Somewhere below are a line with "positive clicks: (286, 334)" and a later line with "box: [407, 106, 567, 190]". Output exactly those lines and all lines between them.

Items from a data source
····················

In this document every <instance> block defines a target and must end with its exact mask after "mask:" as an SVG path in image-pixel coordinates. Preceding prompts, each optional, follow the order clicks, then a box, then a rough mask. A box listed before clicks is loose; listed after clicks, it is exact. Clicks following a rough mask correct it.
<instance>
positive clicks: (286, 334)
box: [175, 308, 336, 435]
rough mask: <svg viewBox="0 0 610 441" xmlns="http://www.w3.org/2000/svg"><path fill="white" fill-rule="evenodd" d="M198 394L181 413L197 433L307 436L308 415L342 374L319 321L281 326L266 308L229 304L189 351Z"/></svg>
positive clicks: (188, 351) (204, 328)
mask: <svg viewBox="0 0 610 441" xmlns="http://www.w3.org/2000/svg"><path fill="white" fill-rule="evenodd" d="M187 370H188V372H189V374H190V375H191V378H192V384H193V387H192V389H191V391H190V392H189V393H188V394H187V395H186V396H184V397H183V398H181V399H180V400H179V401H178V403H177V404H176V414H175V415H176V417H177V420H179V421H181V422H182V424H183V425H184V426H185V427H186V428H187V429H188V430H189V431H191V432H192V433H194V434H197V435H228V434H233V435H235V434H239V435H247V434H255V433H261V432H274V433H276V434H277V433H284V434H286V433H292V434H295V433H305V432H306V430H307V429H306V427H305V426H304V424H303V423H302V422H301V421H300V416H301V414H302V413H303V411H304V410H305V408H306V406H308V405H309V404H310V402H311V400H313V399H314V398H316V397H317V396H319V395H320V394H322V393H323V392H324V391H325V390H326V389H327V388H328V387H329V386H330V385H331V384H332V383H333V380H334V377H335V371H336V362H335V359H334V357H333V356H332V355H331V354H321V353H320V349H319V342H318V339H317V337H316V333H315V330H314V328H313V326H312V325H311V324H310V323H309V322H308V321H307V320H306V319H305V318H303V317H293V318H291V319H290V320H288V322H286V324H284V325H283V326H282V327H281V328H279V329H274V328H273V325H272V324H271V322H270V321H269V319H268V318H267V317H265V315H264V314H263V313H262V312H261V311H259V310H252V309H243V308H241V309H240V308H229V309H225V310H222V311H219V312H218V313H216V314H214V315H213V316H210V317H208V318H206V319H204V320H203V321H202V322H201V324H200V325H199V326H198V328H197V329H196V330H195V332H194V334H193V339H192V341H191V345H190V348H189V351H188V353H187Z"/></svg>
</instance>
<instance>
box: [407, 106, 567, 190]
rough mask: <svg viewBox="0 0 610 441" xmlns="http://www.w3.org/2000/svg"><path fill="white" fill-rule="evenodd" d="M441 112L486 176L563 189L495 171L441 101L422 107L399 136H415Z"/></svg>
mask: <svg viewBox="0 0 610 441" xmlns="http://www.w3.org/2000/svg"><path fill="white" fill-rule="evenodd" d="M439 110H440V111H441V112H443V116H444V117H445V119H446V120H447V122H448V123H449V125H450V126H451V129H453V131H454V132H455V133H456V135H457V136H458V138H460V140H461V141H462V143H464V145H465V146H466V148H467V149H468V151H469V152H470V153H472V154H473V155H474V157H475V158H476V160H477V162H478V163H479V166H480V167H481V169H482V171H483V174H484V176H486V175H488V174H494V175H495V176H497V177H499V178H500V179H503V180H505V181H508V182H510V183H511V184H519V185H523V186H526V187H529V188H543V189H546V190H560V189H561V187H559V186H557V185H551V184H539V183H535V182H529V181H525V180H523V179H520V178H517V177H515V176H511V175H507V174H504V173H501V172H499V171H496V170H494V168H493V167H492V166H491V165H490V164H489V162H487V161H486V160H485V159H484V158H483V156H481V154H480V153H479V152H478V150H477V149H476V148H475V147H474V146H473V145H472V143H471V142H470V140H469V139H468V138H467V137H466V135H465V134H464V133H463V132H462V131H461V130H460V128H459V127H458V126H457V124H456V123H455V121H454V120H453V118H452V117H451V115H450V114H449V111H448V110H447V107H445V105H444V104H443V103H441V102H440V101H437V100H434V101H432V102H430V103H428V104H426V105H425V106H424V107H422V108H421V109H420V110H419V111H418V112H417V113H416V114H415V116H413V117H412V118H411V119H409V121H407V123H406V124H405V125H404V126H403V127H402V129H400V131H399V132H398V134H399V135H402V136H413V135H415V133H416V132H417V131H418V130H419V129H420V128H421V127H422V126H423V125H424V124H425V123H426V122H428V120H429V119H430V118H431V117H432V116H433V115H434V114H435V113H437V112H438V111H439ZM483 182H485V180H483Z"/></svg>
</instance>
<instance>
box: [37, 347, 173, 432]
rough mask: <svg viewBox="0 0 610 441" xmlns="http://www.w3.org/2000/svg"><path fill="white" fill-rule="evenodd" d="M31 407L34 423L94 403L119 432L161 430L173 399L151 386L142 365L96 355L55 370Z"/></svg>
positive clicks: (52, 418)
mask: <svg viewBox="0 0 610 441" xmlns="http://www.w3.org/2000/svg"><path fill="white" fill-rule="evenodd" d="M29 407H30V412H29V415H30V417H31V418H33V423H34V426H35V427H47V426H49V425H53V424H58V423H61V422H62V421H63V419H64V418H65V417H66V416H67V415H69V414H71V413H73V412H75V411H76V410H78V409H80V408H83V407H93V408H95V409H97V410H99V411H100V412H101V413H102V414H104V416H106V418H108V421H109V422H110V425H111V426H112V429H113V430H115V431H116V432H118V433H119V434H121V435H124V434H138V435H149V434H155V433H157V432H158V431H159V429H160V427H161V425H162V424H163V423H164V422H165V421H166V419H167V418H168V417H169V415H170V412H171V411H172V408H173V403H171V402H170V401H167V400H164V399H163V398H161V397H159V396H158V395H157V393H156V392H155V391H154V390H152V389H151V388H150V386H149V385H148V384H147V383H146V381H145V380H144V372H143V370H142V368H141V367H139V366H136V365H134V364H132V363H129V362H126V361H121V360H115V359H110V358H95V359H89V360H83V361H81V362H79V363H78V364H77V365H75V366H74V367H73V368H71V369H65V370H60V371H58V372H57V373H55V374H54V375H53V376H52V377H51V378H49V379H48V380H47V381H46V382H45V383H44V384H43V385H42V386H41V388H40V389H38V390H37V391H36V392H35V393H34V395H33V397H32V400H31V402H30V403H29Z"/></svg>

····················

◆ ANSWER ◆
positive clicks: (286, 334)
box: [175, 308, 336, 435]
rough mask: <svg viewBox="0 0 610 441" xmlns="http://www.w3.org/2000/svg"><path fill="white" fill-rule="evenodd" d="M198 394L181 413L197 433L307 436L308 415L342 374L319 321L281 326L266 308L229 304L189 351Z"/></svg>
positive clicks: (188, 351) (204, 328)
mask: <svg viewBox="0 0 610 441" xmlns="http://www.w3.org/2000/svg"><path fill="white" fill-rule="evenodd" d="M187 370H188V372H189V374H190V375H191V378H192V384H193V387H192V389H191V391H190V392H189V393H188V394H187V395H186V396H184V397H183V398H181V399H180V400H179V401H178V403H177V404H176V414H175V415H176V417H177V420H179V421H181V422H182V424H183V425H184V426H185V427H186V428H187V429H188V430H189V431H191V432H192V433H194V434H197V435H228V434H233V435H235V434H239V435H247V434H255V433H261V432H274V433H276V434H277V433H284V434H286V433H292V434H295V433H305V432H306V430H307V429H306V427H305V426H304V424H303V423H302V422H301V421H300V416H301V414H302V413H303V411H304V410H305V408H306V406H308V405H309V404H310V402H311V400H313V399H314V398H316V397H317V396H319V395H320V394H322V393H323V392H324V391H325V390H326V389H327V388H328V387H329V386H330V385H331V384H332V383H333V380H334V377H335V371H336V362H335V359H334V357H333V356H332V355H331V354H321V353H320V349H319V342H318V339H317V337H316V333H315V330H314V328H313V326H312V325H311V324H310V323H309V322H308V321H307V320H306V319H305V318H303V317H293V318H291V319H290V320H288V322H286V324H284V325H283V326H282V327H281V328H279V329H274V328H273V325H272V324H271V322H270V321H269V319H268V318H267V317H265V315H264V314H263V313H262V312H261V311H259V310H252V309H243V308H241V309H240V308H229V309H225V310H222V311H219V312H218V313H216V314H214V315H213V316H210V317H208V318H206V319H204V320H203V321H202V322H201V324H200V325H199V326H198V328H197V329H196V330H195V332H194V334H193V339H192V341H191V345H190V348H189V351H188V353H187Z"/></svg>
</instance>
<instance>
box: [407, 106, 567, 190]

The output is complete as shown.